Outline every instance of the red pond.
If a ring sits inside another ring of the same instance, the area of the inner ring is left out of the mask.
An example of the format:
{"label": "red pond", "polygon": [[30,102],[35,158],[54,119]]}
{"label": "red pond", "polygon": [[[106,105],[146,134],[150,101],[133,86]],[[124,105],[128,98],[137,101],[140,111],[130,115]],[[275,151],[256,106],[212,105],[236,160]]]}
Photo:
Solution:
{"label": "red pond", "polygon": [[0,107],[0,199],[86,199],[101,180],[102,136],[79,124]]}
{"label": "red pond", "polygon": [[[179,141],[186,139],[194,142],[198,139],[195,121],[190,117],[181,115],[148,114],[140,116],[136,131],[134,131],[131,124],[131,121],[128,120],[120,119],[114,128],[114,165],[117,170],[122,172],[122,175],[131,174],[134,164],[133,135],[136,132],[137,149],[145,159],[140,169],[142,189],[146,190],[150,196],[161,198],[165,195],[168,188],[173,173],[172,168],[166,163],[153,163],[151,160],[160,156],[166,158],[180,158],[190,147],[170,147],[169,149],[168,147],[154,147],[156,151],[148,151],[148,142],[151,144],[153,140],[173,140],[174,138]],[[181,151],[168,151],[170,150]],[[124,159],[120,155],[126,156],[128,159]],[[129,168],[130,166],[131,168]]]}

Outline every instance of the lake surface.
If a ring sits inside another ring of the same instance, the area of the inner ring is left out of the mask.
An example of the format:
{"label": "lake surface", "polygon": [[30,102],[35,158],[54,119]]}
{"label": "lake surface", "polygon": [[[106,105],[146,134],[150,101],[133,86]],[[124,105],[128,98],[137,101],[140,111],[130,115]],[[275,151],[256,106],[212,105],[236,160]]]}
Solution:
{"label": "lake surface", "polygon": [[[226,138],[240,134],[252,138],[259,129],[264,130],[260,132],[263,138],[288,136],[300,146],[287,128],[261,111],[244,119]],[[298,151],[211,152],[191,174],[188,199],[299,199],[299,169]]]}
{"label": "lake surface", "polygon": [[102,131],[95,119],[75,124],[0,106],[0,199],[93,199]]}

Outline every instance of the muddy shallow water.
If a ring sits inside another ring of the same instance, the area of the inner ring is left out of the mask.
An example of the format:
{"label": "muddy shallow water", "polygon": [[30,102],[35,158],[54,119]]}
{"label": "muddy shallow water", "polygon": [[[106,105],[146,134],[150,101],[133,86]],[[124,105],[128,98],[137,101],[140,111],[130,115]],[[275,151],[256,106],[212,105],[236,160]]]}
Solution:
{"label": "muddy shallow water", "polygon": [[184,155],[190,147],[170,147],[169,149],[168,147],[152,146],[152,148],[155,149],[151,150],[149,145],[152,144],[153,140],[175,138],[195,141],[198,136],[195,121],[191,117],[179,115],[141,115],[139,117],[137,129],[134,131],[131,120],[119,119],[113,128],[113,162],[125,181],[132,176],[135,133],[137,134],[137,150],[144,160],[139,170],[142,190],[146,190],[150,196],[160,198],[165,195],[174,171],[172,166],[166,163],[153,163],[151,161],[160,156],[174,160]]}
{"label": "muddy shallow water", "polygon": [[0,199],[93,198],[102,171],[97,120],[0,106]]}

◇ ◇ ◇ ◇ ◇

Rewrite all the entries above, replacing "left out of" with "excluded from" wherever it appears and leaving everything else unchanged.

Outline every instance of the red pond.
If a ring sits inside another ring of the same instance, the area of the inner ring is excluded from the mask.
An example of the format:
{"label": "red pond", "polygon": [[30,102],[35,158],[54,119]]}
{"label": "red pond", "polygon": [[[106,105],[146,134],[150,101],[133,86]],[[124,105],[128,98],[137,101],[140,111],[130,115]],[[275,151],[256,106],[212,105],[236,160]]]}
Photo:
Solution:
{"label": "red pond", "polygon": [[0,107],[0,199],[86,199],[101,180],[102,136],[79,124]]}
{"label": "red pond", "polygon": [[[179,141],[186,139],[194,142],[198,139],[195,121],[190,117],[181,115],[148,114],[140,116],[136,131],[134,131],[131,124],[131,121],[128,120],[120,119],[114,128],[114,165],[117,170],[122,172],[122,175],[131,174],[134,164],[133,135],[136,132],[137,149],[145,159],[140,169],[142,189],[146,190],[150,196],[161,198],[165,195],[168,188],[173,173],[172,168],[166,163],[153,163],[151,160],[160,156],[166,158],[180,158],[190,147],[170,147],[169,149],[168,147],[154,147],[156,151],[148,151],[148,142],[151,144],[153,140],[173,140],[174,138]],[[181,151],[168,151],[170,150]],[[124,159],[120,155],[126,156],[128,159]],[[129,168],[130,166],[131,168]]]}

Outline every instance of the lake surface.
If a ring sits inside another ring of the same instance, the area of the inner ring is excluded from the mask.
An example of the format:
{"label": "lake surface", "polygon": [[30,102],[35,158],[54,119]]}
{"label": "lake surface", "polygon": [[[106,105],[146,134],[150,101],[133,86]],[[124,105],[128,98],[137,101],[140,111],[130,115]],[[275,151],[256,106],[212,105],[236,160]]]}
Solution:
{"label": "lake surface", "polygon": [[[226,138],[240,134],[252,138],[259,129],[264,130],[260,132],[263,138],[288,136],[300,146],[287,128],[261,111],[244,119]],[[298,151],[211,152],[191,174],[188,199],[299,199],[299,169]]]}
{"label": "lake surface", "polygon": [[102,131],[95,119],[75,124],[0,106],[0,199],[93,199]]}

Outline every instance of the muddy shallow water.
If a ring sits inside another ring of the same instance, the area of the inner ring is excluded from the mask.
An example of the format:
{"label": "muddy shallow water", "polygon": [[30,102],[35,158],[54,119]]}
{"label": "muddy shallow water", "polygon": [[[106,105],[146,134],[150,101],[133,86]],[[124,105],[128,98],[137,101],[140,111],[130,115]],[[275,151],[256,106],[212,105],[236,160]]]}
Solution:
{"label": "muddy shallow water", "polygon": [[184,155],[190,147],[170,147],[169,149],[168,147],[152,146],[152,148],[155,149],[151,150],[149,145],[152,144],[153,140],[175,138],[195,141],[198,136],[195,121],[191,117],[179,115],[141,115],[139,117],[137,129],[134,131],[131,120],[119,119],[113,128],[113,162],[125,181],[132,176],[135,133],[137,134],[137,150],[144,160],[139,170],[142,190],[146,190],[150,196],[160,198],[165,195],[174,171],[172,166],[166,163],[153,163],[151,161],[160,156],[174,160]]}
{"label": "muddy shallow water", "polygon": [[0,199],[93,198],[102,171],[97,120],[0,106]]}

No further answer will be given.